Saved entries
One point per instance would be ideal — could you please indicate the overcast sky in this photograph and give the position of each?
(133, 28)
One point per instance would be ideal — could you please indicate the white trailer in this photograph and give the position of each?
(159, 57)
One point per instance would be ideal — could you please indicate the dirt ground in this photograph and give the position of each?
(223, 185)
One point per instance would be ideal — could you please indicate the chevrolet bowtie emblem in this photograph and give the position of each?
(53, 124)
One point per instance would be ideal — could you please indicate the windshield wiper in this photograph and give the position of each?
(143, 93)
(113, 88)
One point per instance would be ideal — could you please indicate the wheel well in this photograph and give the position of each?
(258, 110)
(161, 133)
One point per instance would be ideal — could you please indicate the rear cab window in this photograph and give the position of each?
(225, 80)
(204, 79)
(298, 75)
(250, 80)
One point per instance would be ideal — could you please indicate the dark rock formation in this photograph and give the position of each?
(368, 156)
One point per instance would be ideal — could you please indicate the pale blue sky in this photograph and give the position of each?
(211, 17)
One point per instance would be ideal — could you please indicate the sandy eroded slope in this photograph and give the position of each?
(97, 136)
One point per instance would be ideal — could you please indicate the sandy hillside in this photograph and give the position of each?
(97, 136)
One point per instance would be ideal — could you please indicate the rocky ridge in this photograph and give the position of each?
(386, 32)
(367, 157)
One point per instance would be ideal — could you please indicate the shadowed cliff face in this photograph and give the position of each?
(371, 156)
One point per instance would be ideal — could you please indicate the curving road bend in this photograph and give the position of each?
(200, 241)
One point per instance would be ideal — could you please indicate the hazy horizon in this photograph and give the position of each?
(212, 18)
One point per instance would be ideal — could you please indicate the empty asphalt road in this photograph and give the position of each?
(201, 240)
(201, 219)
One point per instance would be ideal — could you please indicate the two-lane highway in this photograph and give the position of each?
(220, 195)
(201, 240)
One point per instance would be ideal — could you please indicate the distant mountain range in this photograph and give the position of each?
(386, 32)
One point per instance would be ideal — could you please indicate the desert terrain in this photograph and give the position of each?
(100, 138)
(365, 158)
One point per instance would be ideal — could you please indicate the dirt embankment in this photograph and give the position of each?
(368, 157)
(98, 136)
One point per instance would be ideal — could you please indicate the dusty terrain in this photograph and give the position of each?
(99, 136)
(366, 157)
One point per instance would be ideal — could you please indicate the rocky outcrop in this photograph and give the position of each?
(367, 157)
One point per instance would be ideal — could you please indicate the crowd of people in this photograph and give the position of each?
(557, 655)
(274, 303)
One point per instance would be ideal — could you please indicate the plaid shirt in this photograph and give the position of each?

**TASK PROMPT:** Output the data above exactly, please, line for line.

**WRITTEN REPLY:**
One point per instance would be ideal — could you please indicate the overcast sky in this photograph and give the position of each?
(133, 28)
One point per instance would be ideal — could you please indicate the white trailer in this photograph and give the position of each?
(159, 57)
One point per instance would be ideal — could you please indicate the dirt ground in this photograph and give the position of each?
(223, 185)
One point per instance would be ideal — could you please indicate the chevrolet bowtie emblem in this photograph and give the position of each?
(53, 124)
One point per instance would be ideal — could you please indicate the windshield wiper in this photograph and give the position of each?
(143, 93)
(113, 88)
One point per instance would be ideal — could you please indicate the wheel well in this photograph and give the position of each?
(258, 110)
(161, 133)
One point per instance would be ideal — could you please indicate the rear cab window in this photograph and give the position of each?
(225, 80)
(204, 79)
(298, 75)
(250, 80)
One point per instance would be ideal — could you please indicate the dark rock formation in this photograph and give the position of each?
(368, 156)
One point per instance would be ideal — could you please indicate the pale blue sky in this photograph and give the position of each?
(211, 17)
One point per instance would be ideal — could you please indicate the sandy eroded slope in this photograph and give the position of each?
(97, 136)
One point per instance would be ideal — could you please indicate the sandy hillside in this photograph and give the position of each?
(97, 136)
One point per instance would be ideal — could you please indicate the rocky ridge in this photograph and give the position of each?
(386, 32)
(367, 157)
One point per instance would be ideal — could you please indicate the shadowed cliff face in this photograph and give the position of each?
(371, 156)
One point per instance would be ideal — could you please indicate the curving road bend in this photograph and give the position of each?
(200, 241)
One point per instance would be ideal — could you please indicate the hazy horizon in this photograph and give the position of each?
(212, 18)
One point per instance would be ideal — could you please indicate the empty asphalt road in this photograph and give the position of each?
(201, 240)
(201, 219)
One point per instance would be ideal — could you please indicate the two-lane highway in this photograph and give the position of each?
(220, 195)
(201, 240)
One point per instance would be ideal — could you please indicate the distant mountain range in this photograph and give the position of each?
(386, 32)
One point per instance would be ideal — could you please indicate the desert terrain in this photograph and give the position of each?
(100, 138)
(365, 158)
One point per instance would be ideal — could you please indicate the dirt embankment in this photograph and give the position of each?
(368, 157)
(98, 136)
One point per instance would be ideal — could you please indicate the dusty terrain in this photograph and give the position of each?
(99, 136)
(366, 157)
One point per instance would be ideal — could you please indicate the rocky outcrop in this photograph and give the position of each?
(367, 157)
One point per instance would be ideal — could you please indicate the crowd of people in this photograph and give the position of each?
(557, 655)
(274, 303)
One point per instance would be ideal — could you please indicate the plaid shirt in this photograph and give the position of each?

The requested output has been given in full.